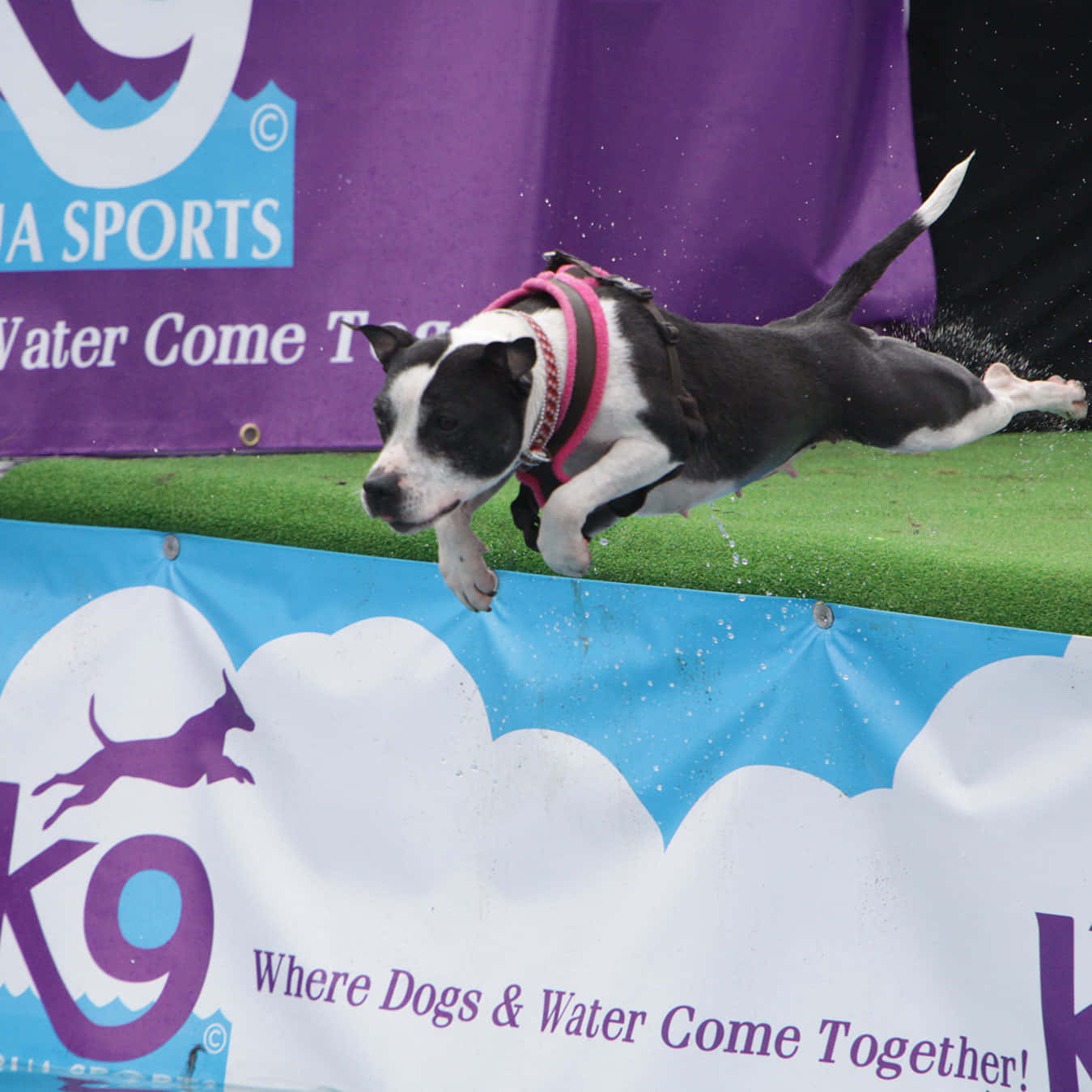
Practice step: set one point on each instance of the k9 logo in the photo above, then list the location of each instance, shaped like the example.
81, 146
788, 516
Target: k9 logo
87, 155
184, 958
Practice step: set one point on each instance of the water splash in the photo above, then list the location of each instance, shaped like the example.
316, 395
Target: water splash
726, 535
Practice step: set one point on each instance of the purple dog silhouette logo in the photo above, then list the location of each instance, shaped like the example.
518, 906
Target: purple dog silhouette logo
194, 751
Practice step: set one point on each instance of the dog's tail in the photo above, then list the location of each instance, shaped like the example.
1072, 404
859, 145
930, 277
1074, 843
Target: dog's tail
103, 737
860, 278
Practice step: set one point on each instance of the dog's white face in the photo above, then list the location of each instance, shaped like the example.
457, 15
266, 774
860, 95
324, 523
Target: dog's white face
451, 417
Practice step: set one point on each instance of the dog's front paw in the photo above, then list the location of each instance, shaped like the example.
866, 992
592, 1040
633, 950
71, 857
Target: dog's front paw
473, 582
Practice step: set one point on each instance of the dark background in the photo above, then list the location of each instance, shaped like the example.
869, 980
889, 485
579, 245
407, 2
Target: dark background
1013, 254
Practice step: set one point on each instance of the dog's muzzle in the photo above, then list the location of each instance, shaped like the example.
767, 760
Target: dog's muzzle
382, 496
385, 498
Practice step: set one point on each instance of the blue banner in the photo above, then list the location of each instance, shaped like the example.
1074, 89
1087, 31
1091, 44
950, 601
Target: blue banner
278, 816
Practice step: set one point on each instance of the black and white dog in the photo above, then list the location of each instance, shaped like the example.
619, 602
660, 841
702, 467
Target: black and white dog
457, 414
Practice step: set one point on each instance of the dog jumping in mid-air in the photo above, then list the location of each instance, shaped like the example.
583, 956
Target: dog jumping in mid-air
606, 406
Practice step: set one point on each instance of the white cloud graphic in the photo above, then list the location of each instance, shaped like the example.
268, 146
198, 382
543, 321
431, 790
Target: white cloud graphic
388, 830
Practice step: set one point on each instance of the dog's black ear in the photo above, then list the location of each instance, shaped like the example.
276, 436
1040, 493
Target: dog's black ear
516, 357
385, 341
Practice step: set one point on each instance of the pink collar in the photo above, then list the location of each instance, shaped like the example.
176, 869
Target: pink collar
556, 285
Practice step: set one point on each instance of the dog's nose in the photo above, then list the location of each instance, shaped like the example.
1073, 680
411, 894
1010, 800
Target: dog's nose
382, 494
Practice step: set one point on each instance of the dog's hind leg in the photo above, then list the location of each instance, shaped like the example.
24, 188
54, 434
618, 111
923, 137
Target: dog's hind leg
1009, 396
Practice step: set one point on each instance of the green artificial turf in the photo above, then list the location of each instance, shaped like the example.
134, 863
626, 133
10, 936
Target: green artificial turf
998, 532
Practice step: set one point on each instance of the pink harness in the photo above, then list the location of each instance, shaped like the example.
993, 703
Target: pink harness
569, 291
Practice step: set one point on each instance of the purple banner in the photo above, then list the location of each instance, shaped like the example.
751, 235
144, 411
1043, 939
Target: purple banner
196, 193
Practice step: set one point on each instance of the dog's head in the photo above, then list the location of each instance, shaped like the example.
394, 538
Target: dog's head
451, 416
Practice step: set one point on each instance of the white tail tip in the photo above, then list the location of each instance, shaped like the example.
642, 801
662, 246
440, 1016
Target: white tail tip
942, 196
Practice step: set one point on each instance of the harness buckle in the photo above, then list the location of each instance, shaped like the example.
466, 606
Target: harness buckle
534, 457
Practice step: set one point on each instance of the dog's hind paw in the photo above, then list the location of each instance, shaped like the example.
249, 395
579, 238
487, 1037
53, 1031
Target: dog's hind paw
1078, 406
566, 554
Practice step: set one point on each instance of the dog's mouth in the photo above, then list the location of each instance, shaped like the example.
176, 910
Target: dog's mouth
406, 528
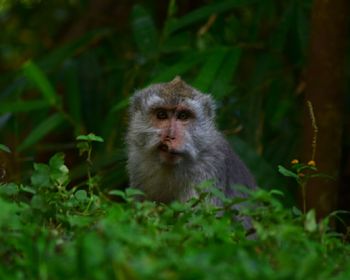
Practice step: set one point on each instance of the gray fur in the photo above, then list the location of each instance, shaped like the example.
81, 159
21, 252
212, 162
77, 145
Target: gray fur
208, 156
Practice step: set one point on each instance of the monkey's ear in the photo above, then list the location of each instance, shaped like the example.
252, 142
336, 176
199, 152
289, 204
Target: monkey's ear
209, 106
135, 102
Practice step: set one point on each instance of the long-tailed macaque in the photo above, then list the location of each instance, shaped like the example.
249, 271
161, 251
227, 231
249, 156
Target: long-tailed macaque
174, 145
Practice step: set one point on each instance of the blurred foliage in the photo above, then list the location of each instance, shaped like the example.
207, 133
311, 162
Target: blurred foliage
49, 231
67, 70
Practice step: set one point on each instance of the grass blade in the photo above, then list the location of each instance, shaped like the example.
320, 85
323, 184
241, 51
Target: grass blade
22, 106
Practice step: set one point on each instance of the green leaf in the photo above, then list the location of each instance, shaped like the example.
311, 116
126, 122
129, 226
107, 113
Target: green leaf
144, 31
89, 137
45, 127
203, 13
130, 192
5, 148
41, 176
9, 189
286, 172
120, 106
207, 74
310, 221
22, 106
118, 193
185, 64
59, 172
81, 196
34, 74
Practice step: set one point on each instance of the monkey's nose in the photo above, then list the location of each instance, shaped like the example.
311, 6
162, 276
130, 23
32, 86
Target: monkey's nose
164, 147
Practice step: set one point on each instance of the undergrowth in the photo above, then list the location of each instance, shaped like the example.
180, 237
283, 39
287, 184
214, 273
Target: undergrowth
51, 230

---

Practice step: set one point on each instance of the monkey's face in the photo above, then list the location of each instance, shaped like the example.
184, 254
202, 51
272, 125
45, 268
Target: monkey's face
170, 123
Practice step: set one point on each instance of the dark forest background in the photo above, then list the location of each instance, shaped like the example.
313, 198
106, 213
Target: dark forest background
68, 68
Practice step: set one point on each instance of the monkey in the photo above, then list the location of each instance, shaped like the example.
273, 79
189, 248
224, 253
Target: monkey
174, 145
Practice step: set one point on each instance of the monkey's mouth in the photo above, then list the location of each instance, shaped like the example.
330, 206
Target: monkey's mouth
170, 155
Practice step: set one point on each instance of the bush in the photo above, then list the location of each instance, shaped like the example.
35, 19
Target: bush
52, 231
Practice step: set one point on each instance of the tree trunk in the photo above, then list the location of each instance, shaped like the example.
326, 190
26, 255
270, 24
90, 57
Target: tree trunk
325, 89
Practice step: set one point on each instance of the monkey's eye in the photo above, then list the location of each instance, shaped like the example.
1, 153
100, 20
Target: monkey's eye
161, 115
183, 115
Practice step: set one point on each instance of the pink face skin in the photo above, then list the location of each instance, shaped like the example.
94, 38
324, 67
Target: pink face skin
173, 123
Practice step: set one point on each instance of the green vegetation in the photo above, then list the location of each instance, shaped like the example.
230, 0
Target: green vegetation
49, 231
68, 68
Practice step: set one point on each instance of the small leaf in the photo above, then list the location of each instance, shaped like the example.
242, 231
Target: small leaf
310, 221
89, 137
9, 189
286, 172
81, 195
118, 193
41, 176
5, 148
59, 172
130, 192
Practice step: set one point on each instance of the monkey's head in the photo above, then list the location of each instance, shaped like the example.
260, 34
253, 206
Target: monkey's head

---

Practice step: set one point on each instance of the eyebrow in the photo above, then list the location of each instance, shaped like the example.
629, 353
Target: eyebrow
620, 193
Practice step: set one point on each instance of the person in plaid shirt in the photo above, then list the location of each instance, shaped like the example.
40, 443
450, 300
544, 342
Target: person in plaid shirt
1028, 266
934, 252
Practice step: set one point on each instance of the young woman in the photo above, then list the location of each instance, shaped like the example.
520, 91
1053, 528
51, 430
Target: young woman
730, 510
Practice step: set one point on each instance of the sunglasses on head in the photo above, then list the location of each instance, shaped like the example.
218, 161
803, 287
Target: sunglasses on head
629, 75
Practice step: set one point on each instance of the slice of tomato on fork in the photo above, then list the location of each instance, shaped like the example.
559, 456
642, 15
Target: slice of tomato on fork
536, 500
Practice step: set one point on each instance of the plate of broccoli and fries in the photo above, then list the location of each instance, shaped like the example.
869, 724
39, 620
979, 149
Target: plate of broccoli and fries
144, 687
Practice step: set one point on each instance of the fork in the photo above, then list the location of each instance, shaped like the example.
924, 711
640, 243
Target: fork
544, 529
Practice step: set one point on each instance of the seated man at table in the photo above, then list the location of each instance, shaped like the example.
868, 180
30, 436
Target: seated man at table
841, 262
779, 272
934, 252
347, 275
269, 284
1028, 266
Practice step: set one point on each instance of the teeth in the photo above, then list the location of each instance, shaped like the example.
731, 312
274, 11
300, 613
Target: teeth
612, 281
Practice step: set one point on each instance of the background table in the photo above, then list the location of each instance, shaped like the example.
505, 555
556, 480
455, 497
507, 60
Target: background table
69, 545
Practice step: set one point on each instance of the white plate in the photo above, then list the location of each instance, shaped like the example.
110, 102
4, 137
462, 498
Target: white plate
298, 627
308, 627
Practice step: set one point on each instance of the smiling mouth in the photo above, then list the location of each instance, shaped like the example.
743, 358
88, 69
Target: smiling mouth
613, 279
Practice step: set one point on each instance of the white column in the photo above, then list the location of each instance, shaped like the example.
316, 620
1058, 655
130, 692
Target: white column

# Your goal:
Count the lines in the data above that contain the string "purple", treating uppercase and lowercase letters as distinct. Give only the number.

# Answer to the task:
4